• PAGE EXTRACT:

Re: pgsql: Add parallel-aware hash joins.

From: Thomas Munro <thomas(dot)munro(at)enterprisedb(dot)com>
To: Tom Lane <tgl(at)sss(dot)pgh(dot)pa(dot)us>
Cc: Andres Freund <andres(at)anarazel(dot)de>, pgsql-committers <pgsql-committers(at)postgresql(dot)org>
Subject: Re: pgsql: Add parallel-aware hash joins.
Date: 2018-01-22 10:17:47
Message-ID: CAEepm=2rZ6NzdR7Rk5jsXsJR8M_kRmi+0JSY1x6DLSdmBb-=VA@mail.gmail.com
Views: Raw Message | Whole Thread | Download mbox | Resend email
Thread:
Lists: pgsql-committers pgsql-hackers

On Thu, Dec 28, 2017 at 5:26 PM, Tom Lane <tgl(at)sss(dot)pgh(dot)pa(dot)us> wrote:
> Thomas Munro <thomas(dot)munro(at)enterprisedb(dot)com> writes:
>> On Thu, Dec 28, 2017 at 3:32 PM, Tom Lane <tgl(at)sss(dot)pgh(dot)pa(dot)us> wrote:
>>> Aside from the instability problems, I'm pretty unhappy about how much
>>> the PHJ patch has added to the runtime of "make check". I do not think
>>> any one feature can justify adding 20% to that. Can't you cut down the
>>> amount of data processed by these new test cases?

[Dataset items]
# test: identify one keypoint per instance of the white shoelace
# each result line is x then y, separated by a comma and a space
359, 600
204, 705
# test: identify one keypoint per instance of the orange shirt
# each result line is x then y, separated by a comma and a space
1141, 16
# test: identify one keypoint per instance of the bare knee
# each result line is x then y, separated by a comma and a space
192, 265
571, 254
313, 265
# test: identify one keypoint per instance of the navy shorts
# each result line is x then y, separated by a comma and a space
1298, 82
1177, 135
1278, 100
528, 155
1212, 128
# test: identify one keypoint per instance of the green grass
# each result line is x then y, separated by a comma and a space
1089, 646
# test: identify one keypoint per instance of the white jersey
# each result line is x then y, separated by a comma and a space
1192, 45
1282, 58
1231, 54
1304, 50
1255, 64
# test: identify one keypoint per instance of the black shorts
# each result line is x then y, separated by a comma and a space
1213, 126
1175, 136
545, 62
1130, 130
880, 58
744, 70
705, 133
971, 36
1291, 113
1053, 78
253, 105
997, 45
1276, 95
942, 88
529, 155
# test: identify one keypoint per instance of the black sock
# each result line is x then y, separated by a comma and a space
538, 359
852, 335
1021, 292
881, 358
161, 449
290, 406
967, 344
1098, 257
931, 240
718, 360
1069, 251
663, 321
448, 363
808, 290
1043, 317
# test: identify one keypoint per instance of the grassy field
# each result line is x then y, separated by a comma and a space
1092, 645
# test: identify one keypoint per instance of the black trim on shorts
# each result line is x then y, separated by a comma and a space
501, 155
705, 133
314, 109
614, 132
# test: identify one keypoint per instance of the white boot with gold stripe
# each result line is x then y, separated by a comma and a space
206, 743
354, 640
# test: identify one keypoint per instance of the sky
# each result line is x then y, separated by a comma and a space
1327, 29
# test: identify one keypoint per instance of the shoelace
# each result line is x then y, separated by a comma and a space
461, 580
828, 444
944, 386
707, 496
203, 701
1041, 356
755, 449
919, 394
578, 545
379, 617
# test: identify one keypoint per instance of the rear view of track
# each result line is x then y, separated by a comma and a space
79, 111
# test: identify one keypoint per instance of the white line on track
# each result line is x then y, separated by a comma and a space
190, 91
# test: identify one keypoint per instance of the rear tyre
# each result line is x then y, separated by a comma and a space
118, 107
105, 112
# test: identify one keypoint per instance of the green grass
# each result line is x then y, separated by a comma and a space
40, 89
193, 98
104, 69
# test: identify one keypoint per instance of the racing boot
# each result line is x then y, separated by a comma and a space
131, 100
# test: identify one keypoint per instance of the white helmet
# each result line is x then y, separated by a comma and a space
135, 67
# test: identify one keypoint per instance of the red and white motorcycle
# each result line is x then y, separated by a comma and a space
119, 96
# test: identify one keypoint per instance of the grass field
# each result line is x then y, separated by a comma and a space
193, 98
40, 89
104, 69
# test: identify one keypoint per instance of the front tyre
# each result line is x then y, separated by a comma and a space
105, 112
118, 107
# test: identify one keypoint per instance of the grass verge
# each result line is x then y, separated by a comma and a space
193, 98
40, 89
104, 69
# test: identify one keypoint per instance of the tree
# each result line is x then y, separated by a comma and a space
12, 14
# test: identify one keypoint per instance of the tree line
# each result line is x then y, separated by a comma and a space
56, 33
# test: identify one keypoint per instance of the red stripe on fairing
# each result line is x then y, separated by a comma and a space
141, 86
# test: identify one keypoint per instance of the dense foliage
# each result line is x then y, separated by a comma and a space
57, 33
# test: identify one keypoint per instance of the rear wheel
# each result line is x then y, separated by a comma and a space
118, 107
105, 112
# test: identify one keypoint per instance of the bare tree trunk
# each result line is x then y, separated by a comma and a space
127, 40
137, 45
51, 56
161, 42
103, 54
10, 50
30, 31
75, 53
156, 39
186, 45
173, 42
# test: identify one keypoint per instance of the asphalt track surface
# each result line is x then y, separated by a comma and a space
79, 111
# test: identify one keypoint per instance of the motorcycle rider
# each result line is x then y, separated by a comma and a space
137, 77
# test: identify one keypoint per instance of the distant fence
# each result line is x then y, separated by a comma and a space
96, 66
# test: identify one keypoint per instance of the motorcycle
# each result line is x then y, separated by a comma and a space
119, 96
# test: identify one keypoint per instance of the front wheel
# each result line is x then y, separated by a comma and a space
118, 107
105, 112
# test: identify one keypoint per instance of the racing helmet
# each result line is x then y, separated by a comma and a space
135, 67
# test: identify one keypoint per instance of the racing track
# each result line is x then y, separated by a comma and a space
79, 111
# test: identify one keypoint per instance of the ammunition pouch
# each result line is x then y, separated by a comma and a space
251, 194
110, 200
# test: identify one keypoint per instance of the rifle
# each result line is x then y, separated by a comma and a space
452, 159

* * *

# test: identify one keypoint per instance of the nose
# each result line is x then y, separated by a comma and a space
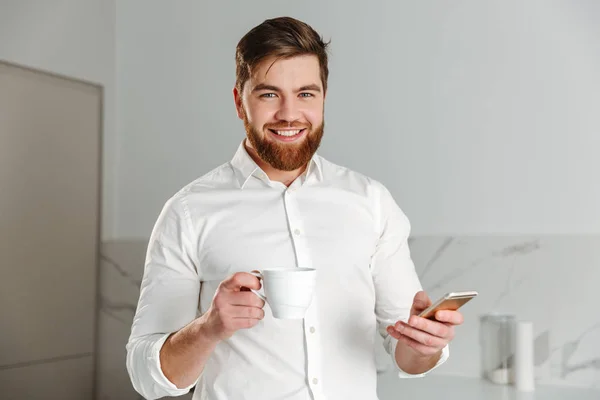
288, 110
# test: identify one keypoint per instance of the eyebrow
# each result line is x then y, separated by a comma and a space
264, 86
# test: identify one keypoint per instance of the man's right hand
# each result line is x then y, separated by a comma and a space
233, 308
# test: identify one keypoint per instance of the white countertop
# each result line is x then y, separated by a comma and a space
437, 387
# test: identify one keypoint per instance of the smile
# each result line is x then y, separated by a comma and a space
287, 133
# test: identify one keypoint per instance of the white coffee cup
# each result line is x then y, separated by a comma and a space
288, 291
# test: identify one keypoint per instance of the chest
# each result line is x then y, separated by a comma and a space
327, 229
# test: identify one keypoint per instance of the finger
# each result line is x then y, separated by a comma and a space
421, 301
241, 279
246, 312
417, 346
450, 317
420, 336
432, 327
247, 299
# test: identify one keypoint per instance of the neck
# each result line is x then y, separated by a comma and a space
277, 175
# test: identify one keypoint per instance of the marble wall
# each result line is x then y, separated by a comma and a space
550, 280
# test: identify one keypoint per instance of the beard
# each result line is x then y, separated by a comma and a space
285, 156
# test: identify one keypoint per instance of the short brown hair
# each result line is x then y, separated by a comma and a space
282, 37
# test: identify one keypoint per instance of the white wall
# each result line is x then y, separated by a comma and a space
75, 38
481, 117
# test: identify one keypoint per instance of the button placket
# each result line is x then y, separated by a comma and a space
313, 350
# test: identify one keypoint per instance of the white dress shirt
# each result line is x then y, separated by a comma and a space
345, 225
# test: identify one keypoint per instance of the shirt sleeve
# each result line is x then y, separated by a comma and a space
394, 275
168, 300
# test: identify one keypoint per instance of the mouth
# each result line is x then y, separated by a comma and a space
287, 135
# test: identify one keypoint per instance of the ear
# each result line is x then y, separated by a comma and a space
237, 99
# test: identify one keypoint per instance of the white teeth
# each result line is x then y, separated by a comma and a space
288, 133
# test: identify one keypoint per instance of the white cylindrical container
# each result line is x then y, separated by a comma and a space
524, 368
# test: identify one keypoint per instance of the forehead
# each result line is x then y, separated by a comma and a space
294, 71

• SET PROBLEM:
Update the message about parallel-aware hash joins: reproduce the part that opens with the words containing "Date: 2018-01-22 10:17:47" and closes with "new test cases?", replacing "runtime" with "execution time". These records are separate material, unrelated to the text above.

• SOLUTION:
Date: 2018-01-22 10:17:47
Message-ID: CAEepm=2rZ6NzdR7Rk5jsXsJR8M_kRmi+0JSY1x6DLSdmBb-=VA@mail.gmail.com
Views: Raw Message | Whole Thread | Download mbox | Resend email
Thread:
Lists: pgsql-committers pgsql-hackers

On Thu, Dec 28, 2017 at 5:26 PM, Tom Lane <tgl(at)sss(dot)pgh(dot)pa(dot)us> wrote:
> Thomas Munro <thomas(dot)munro(at)enterprisedb(dot)com> writes:
>> On Thu, Dec 28, 2017 at 3:32 PM, Tom Lane <tgl(at)sss(dot)pgh(dot)pa(dot)us> wrote:
>>> Aside from the instability problems, I'm pretty unhappy about how much
>>> the PHJ patch has added to the execution time of "make check". I do not think
>>> any one feature can justify adding 20% to that. Can't you cut down the
>>> amount of data processed by these new test cases?